Objective:
Please put the whole listing below into a numbered list, skipping blank lines and leaving the pictures out.

Some listings:
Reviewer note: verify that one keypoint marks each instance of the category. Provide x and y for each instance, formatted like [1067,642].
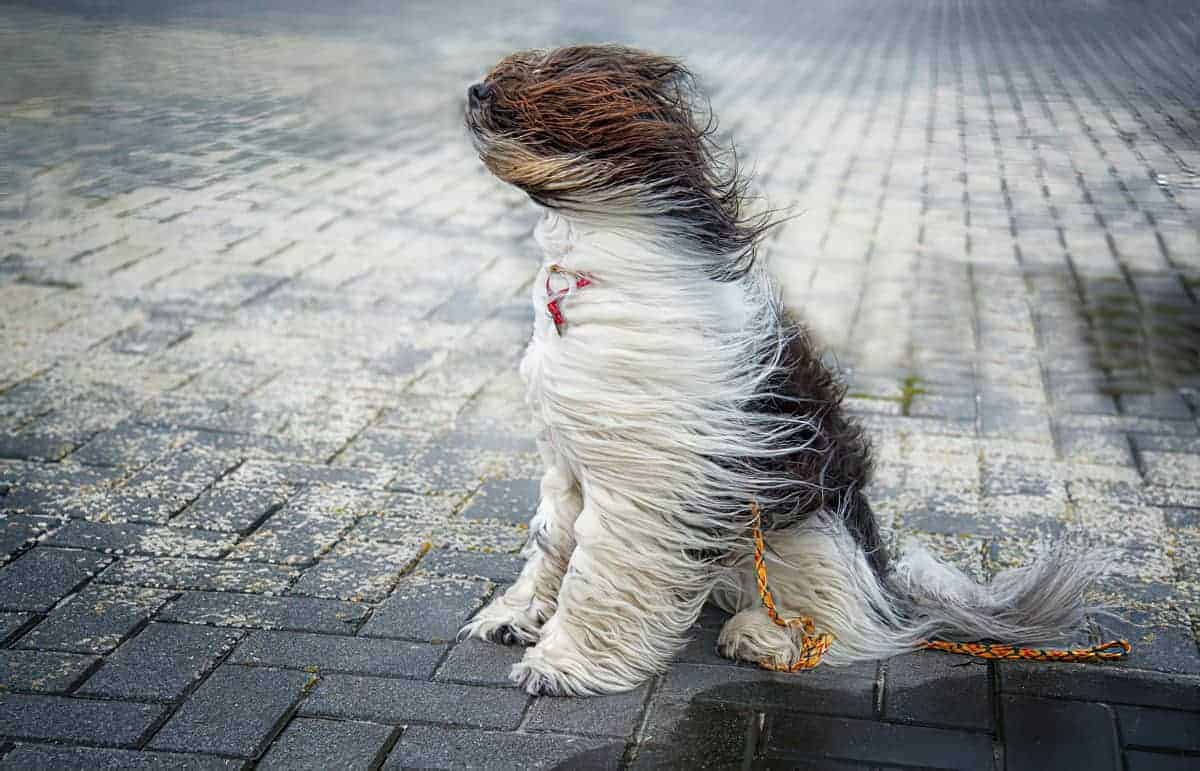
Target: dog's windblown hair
[671,392]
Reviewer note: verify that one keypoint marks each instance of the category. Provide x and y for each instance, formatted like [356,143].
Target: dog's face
[577,123]
[609,131]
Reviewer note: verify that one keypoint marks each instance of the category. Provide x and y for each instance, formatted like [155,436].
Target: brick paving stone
[1049,733]
[11,623]
[816,736]
[199,574]
[696,735]
[359,569]
[95,620]
[234,712]
[42,671]
[1159,729]
[936,688]
[843,691]
[615,715]
[18,531]
[1156,761]
[513,500]
[64,718]
[229,316]
[319,745]
[143,539]
[309,525]
[425,608]
[300,614]
[389,700]
[160,663]
[480,663]
[435,747]
[41,577]
[501,568]
[1101,683]
[93,759]
[231,507]
[330,653]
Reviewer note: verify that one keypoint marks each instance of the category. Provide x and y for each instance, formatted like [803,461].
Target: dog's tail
[821,571]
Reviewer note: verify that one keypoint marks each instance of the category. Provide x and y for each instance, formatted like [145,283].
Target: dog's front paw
[508,622]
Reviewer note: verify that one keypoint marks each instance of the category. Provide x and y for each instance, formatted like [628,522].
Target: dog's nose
[478,94]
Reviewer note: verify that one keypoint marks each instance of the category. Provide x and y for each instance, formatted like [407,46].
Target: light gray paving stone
[42,671]
[143,539]
[95,620]
[42,577]
[199,574]
[300,614]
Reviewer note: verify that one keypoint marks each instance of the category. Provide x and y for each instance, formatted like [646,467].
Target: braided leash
[814,646]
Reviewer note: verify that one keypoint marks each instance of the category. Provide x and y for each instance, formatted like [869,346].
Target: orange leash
[814,646]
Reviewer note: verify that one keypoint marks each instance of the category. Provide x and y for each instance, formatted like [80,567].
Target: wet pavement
[262,434]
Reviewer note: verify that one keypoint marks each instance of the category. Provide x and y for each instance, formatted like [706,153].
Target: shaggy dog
[672,395]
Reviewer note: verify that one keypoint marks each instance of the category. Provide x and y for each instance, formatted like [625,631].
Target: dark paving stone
[435,747]
[696,735]
[815,736]
[337,653]
[1157,761]
[1159,729]
[25,757]
[480,663]
[160,663]
[501,568]
[18,530]
[199,574]
[11,622]
[95,620]
[359,569]
[1054,734]
[937,688]
[387,700]
[615,715]
[63,718]
[301,614]
[1156,645]
[510,500]
[42,671]
[234,712]
[1101,683]
[321,745]
[425,608]
[142,539]
[42,577]
[826,689]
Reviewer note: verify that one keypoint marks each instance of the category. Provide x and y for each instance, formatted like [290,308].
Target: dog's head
[609,130]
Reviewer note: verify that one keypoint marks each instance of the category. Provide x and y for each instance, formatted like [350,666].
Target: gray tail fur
[1029,605]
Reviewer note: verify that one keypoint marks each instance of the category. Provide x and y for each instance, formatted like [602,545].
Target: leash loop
[814,646]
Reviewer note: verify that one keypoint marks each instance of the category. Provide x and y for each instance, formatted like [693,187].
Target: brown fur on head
[612,130]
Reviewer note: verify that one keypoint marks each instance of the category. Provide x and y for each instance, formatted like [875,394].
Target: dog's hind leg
[517,615]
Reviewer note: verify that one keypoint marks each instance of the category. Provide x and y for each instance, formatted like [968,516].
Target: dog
[677,402]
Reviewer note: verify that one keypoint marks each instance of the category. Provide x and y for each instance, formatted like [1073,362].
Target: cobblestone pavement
[262,431]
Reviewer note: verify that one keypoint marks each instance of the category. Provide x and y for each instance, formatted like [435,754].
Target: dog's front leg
[624,605]
[517,615]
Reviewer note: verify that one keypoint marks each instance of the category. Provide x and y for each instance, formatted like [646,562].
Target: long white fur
[631,404]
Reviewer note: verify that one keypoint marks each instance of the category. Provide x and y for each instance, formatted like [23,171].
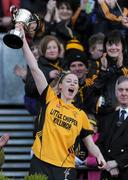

Result for this exercise:
1. Reviewer note: verify that one keypoint marks each instance of the category. Provide x and y for each instance, formatted like [1067,642].
2. Target: dog's windblown hair
3. [671,392]
4. Reviewer note: verify that one keypoint marks each instance of the category. Provide x and y for each instance, formatted like [356,143].
5. Target: dog's face
6. [577,123]
7. [609,131]
8. Reviewer note: verify that one keypoint marks each instance of the category. Provide x and y for each instance, formatted like [155,436].
9. Target: brick paving stone
10. [1049,733]
11. [11,623]
12. [816,736]
13. [199,574]
14. [696,735]
15. [359,569]
16. [95,620]
17. [234,712]
18. [42,671]
19. [1159,729]
20. [936,688]
21. [843,691]
22. [615,715]
23. [18,531]
24. [1156,761]
25. [513,500]
26. [64,718]
27. [229,316]
28. [319,745]
29. [143,539]
30. [309,525]
31. [425,608]
32. [300,614]
33. [389,700]
34. [160,663]
35. [480,663]
36. [435,747]
37. [41,577]
38. [501,568]
39. [1101,683]
40. [93,759]
41. [231,507]
42. [330,653]
43. Reviewer note: verify that one keypoint marks each instance of the category. Provide x and y for each instance, formatted like [803,461].
44. Target: dog's tail
45. [821,571]
46. Reviewer note: verify that one keypoint marks each instance of the category. Provide x and y for each instance, formatted like [145,283].
47. Target: dog's front paw
48. [508,622]
49. Reviewer note: verify that one keypoint marks each instance of the category. Provide x and y for each instance, formatted like [628,522].
50. Target: dog's nose
51. [478,94]
52. Reviewer note: verify that one keypoint marks each instance of the category. Provide x and y for each instance, formatted like [407,46].
53. Target: light gray paving stone
54. [42,671]
55. [143,539]
56. [95,620]
57. [42,577]
58. [199,574]
59. [300,614]
60. Reviewer note: verify that one keypoint marks each instance of the category. Provide x and y for each instance, formatted like [646,467].
61. Target: braided leash
62. [814,646]
63. Reviewer note: verify that one keypoint marks each instance of the category. Provide x and y for each instance, formatted like [869,346].
64. Target: orange leash
65. [814,646]
66. Reviewer note: verify that one keypoint marks each instance of the category. Provide x and y for each instance, formatted like [80,567].
67. Target: wet pavement
68. [262,434]
69. Reviewer note: verify that one keypoint marks each instance of the category. Provide x and y for each instance, formatted like [706,153].
70. Target: shaggy dog
71. [672,395]
72. Reviewer note: verify that one keypoint marks each instance of the category. Provide x and y for each instance, formatted like [625,631].
73. Target: dark paving stone
74. [435,747]
75. [696,735]
76. [815,736]
77. [337,653]
78. [1157,761]
79. [1159,729]
80. [25,757]
81. [480,663]
82. [160,663]
83. [501,568]
84. [18,530]
85. [199,574]
86. [11,622]
87. [95,620]
88. [359,569]
89. [1054,734]
90. [937,688]
91. [387,700]
92. [615,715]
93. [63,718]
94. [301,614]
95. [1156,645]
96. [510,500]
97. [42,671]
98. [234,712]
99. [1101,683]
100. [321,745]
101. [425,608]
102. [142,539]
103. [42,577]
104. [826,689]
105. Reviewer note: verify that one keypoint marks each instance of the category. Provide x and y for each instance, formatted like [290,308].
106. Target: dog's head
107. [609,130]
108. Reviewer note: verify that one keypoint marks each instance of the category. Provide x and y for each instance, formatted like [350,666].
109. Target: gray tail fur
110. [1029,605]
111. Reviewer note: verify that one keypoint marks each instance of the category. Provide x and y for each instance, formatted like [602,545].
112. Target: leash loop
113. [814,646]
114. Reviewer note: verify that one keypoint marks each instance of the category. Provide x and y for each instance, formatted like [693,187].
115. Target: brown fur on head
116. [612,130]
117. Reviewer note: verify that one keypoint marks each instance of the category. Provide x and y for each instance, formatted like [875,394].
118. Target: dog's hind leg
119. [517,615]
120. Reviewer note: verify that one keypoint marks each instance of the category. Provide x and y for each instance, formatted like [968,516].
121. Target: dog
122. [677,402]
123. Reviewer note: verify that one keypoint marks each instance of the category. Provide x and y for each instance, formatted like [1073,362].
124. Target: cobblestone pavement
125. [262,431]
126. Reviewer note: verify that one keypoint marks each instance of the category. Provide x and y for each instance, formatted like [435,754].
127. Target: dog's front leg
128. [624,605]
129. [517,615]
130. Reviewer note: verify that one keypoint marks each instance of the category. Provide x and y for each instance, formatted like [646,562].
131. Target: long white fur
132. [631,404]
133. Reviewer note: verify that one keypoint marks each instance of the category. Provide x and y for each instance, formatted like [23,171].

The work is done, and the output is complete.